Text passage –
▬▬▬▬▬▬

Getting schooled on due diligence
Identifying real opportunities in a space as complex as AI can be difficult for venture capitalists, many of whom tend to be generalists. Lor said that’s why his firm has started working with academics to help with its due diligence.
“It’s gotten to a level where we need to understand whether there’s a true advantage to what’s being developed, or whether it’s somewhat trivial,” he said. “It’s hard to understand how good this stuff is if you don’t understand it inside out.”
Round13 has gone a step further by hiring Stanley—a PhD student who’s studying machine learning applications at the renowned Mila institute in Montreal—as a summer associate.
“When we’re dealing with complicated areas, we try to bring in the smartest people we can find,” said Klar. He said that while tapping into experts’ knowledge is a typical part of due diligence, this is the first time Round13 has hired an in-house PhD to help identify opportunities in a particular sector.

▬▬▬▬▬▬

(Referring expression pointing records)

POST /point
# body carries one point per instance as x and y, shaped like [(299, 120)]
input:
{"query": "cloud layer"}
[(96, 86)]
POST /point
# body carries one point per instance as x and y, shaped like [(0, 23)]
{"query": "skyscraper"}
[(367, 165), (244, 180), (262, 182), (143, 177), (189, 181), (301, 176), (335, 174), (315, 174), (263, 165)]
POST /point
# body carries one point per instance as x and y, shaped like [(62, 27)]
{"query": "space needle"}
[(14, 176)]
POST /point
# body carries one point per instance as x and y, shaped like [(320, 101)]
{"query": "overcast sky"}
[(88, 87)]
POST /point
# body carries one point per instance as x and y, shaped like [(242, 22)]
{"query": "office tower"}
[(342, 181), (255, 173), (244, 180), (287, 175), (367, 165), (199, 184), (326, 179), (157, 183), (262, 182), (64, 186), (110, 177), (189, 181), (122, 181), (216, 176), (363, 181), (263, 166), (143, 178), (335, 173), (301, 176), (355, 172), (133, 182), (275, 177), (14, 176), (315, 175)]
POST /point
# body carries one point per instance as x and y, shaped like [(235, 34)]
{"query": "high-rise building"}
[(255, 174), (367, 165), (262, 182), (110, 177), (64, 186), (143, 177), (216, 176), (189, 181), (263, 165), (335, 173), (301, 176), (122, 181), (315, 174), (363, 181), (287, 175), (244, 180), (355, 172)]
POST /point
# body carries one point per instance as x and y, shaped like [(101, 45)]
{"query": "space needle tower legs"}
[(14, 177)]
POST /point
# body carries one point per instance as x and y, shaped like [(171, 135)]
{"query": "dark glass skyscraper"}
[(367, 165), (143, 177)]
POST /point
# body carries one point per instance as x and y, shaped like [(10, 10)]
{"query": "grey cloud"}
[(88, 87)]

▬▬▬▬▬▬

Tasks for this exercise –
1. Answer these questions about the due diligence passage:
(a) Whom has Lor's firm started working with to help with its due diligence?
(b) In which city is the Mila institute located?
(c) In what position did Round13 hire Stanley?
2. Write the next part of the due diligence passage, picking up after its final paragraph.
These records were drawn from a separate source.

Task-by-task results –
1.
(a) Academics.
(b) Montreal.
(c) As a summer associate.

2.
Jordan Jacobs, managing partner and co-founder of AI venture capital firm Radical Ventures, warned that VC firms that don’t have in-house expertise will make “a lot of mistakes.”
“There’ll be tons of money lost by people not understanding,” he said. “This is a very technical area. Generalists coming in who don’t understand what they’re investing in, I think will get burned.”
Resisting the hype
Yang subscribes to the idea that AI holds massive potential. But he’s exhausted by the attention investors are paying the sector—calling it “nauseating” and “over the top”—and worries it’s a disservice to companies in the space.
He said it’s still not clear in many cases how AI technologies will be applied and how they will change people’s lives—something he’d rather have a clearer picture of before cutting big cheques in the sector. But he worries the hype is overinflating companies’ value and boxing out investors like him. “We don’t need things getting out of whack,” he said, comparing the AI investment climate to the recent VC boom that saw valuations ascend to unsustainable heights.
Klar also noted that while Round13 is looking for prospective AI investments, the firm is only interested in businesses that have proven they’re addressing a clear market need. “I don’t think the power of AI today is going to push us towards bets where we still don’t see product-market fit,” he said.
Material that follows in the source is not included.